(DATA RECORDS)

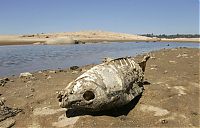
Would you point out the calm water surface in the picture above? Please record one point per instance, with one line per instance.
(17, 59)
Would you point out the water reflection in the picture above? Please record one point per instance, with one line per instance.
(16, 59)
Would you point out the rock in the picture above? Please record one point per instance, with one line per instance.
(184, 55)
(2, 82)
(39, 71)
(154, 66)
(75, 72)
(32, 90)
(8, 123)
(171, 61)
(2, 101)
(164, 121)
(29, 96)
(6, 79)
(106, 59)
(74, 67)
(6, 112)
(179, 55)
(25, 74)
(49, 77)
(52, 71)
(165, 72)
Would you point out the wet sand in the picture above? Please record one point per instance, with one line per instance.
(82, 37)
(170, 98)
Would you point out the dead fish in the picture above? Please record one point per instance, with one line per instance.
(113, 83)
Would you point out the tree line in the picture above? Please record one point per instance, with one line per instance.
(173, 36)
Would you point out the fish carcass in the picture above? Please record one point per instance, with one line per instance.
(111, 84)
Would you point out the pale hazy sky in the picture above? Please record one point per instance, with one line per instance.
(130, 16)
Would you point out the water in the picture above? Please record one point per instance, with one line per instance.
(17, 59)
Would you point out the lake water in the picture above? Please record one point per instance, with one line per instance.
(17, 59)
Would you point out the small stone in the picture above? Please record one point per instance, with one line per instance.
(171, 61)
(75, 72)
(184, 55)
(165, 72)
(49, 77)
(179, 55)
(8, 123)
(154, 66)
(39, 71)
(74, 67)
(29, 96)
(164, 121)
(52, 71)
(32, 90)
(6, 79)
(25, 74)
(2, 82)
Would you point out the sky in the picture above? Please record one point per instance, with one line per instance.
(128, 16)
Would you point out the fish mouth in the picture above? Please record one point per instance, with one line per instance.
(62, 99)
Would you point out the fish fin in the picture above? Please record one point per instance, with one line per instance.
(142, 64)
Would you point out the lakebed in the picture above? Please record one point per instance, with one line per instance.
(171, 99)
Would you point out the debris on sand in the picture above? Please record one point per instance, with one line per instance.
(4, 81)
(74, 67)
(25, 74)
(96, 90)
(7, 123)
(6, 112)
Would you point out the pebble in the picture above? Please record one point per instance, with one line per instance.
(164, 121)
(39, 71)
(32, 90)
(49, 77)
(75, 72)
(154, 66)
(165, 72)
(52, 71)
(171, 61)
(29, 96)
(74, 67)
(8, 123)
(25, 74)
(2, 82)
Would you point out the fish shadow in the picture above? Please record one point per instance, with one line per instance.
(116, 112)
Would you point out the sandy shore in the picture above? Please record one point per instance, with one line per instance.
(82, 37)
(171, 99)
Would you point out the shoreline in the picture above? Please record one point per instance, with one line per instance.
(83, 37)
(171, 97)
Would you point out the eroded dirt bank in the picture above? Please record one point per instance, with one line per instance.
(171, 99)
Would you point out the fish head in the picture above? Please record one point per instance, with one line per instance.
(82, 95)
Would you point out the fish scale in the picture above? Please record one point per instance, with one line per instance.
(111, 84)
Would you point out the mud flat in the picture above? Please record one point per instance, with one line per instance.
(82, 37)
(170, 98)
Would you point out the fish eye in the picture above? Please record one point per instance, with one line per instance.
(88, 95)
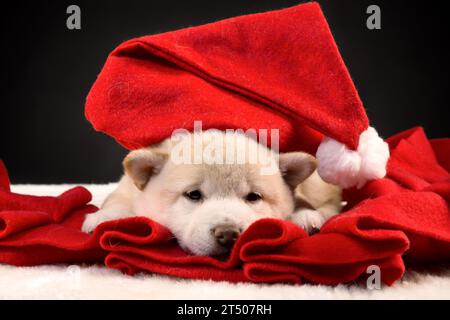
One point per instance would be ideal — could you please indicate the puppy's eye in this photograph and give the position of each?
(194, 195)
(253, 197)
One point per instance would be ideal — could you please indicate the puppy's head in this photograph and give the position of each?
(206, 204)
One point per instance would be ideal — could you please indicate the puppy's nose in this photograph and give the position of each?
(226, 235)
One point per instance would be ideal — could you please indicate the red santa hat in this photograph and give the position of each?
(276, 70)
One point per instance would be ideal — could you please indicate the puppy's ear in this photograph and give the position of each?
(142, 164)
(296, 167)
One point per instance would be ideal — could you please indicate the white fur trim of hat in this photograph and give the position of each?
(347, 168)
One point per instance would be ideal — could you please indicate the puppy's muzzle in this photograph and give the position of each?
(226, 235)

(End DATA RECORDS)

◆ YOUR TASK: The data is to be printed again exactly, but without its pictures.

◆ TASK OUTPUT:
Would you point out the calm water surface in the picture above? Please record one point per instance, with one line per instance.
(17, 59)
Would you point out the water reflection in the picture above? Please record one point per instance, with one line per instance.
(16, 59)
Would you point out the rock in the picture above? Please record one point per instance, with one line per instance.
(184, 55)
(2, 82)
(39, 71)
(154, 66)
(75, 72)
(32, 90)
(8, 123)
(171, 61)
(2, 101)
(164, 121)
(29, 96)
(6, 79)
(106, 59)
(74, 67)
(6, 112)
(179, 55)
(25, 74)
(49, 77)
(52, 71)
(165, 72)
Would you point out the wet sand in the picture above? Please record one point per instance, with one line per instance.
(82, 37)
(170, 98)
Would you point out the dead fish in the picture above? Please record one point per instance, with one line per instance.
(113, 83)
Would you point out the tree line in the picture above? Please record one point per instance, with one line per instance.
(173, 36)
Would you point out the fish carcass in the picture above? Please record one point per instance, with one line per instance.
(111, 84)
Would you point out the pale hazy sky in the picture above? Please record one point per instance, with one line per instance.
(130, 16)
Would you point out the water in the picture above? Please record one point per instance, with one line per instance.
(17, 59)
Would you point out the lake water in the picture above? Please record one point per instance, with one line per instance.
(17, 59)
Would you point out the small stone in the picture above? Please record one point per instance, with one line per instance.
(171, 61)
(75, 72)
(184, 55)
(165, 72)
(49, 77)
(179, 55)
(8, 123)
(154, 66)
(39, 71)
(74, 67)
(29, 96)
(164, 121)
(52, 71)
(32, 90)
(6, 79)
(25, 74)
(2, 82)
Would you point out the sky in the picture above? Please record one point per instance, with one line per instance.
(128, 16)
Would you point out the fish mouth in the picture above? Please record one point per instance, with one line per instance.
(62, 99)
Would you point out the fish fin in the picture above? Please record one point per instance, with one line per instance.
(142, 64)
Would you point out the lakebed in the picture above? Please record one point per instance, with one line per instance.
(171, 99)
Would you point out the debris on sand in the picture above? Please record one point per instance, with one line per instance.
(4, 81)
(74, 67)
(25, 74)
(96, 90)
(7, 123)
(6, 112)
Would you point out the pebble in the picture above? Please record one point per instance, with one line per instance.
(164, 121)
(39, 71)
(32, 90)
(49, 77)
(75, 72)
(154, 66)
(165, 72)
(52, 71)
(171, 61)
(29, 96)
(74, 67)
(8, 123)
(25, 74)
(2, 82)
Would you point out the fish shadow in the picture above? Please record one point per instance, with one line per instance.
(116, 112)
Would you point out the sandy shore in the picture above? Please record one point per instance, with one line per instance.
(82, 37)
(171, 99)
Would you point out the shoreline in the picture above? Please record one point per instance, with one line per instance.
(83, 37)
(171, 97)
Would you point out the eroded dirt bank in the picture above? Please record one point per instance, with one line per instance.
(171, 99)
Would you point out the fish head in the picture above? Please record one point per instance, with one line per instance.
(82, 95)
Would you point out the fish scale in the picture above? Please record one point per instance, with one line per instance.
(111, 84)
Would you point out the mud flat in the picture above? Please record one point per instance, with one line per instance.
(82, 37)
(170, 98)
Would you point out the fish eye in the picture above? Please record one point per instance, with one line per instance.
(88, 95)
One point per instance would be ideal — could you please indicate the puppy's eye in this photograph and give the position of each?
(194, 195)
(253, 197)
One point per instance would be ideal — could you please indicate the puppy's head in this photograph and give the position of each?
(206, 204)
One point per instance would be ideal — could you please indicate the puppy's nose in this photograph and give the position of each?
(226, 235)
One point per instance would be ideal — could you please indicate the red santa hat in this photograph and give the position of each?
(276, 70)
One point per instance would be ideal — could you please indicate the puppy's ear in this photograph and give the position of each?
(142, 164)
(296, 167)
One point per instance would be ideal — could you please indicate the white fur trim of hat in this photograph and give the position of each?
(347, 168)
One point per instance would be ideal — could you please indicate the puppy's muzzle in this photograph and give the position of each?
(226, 235)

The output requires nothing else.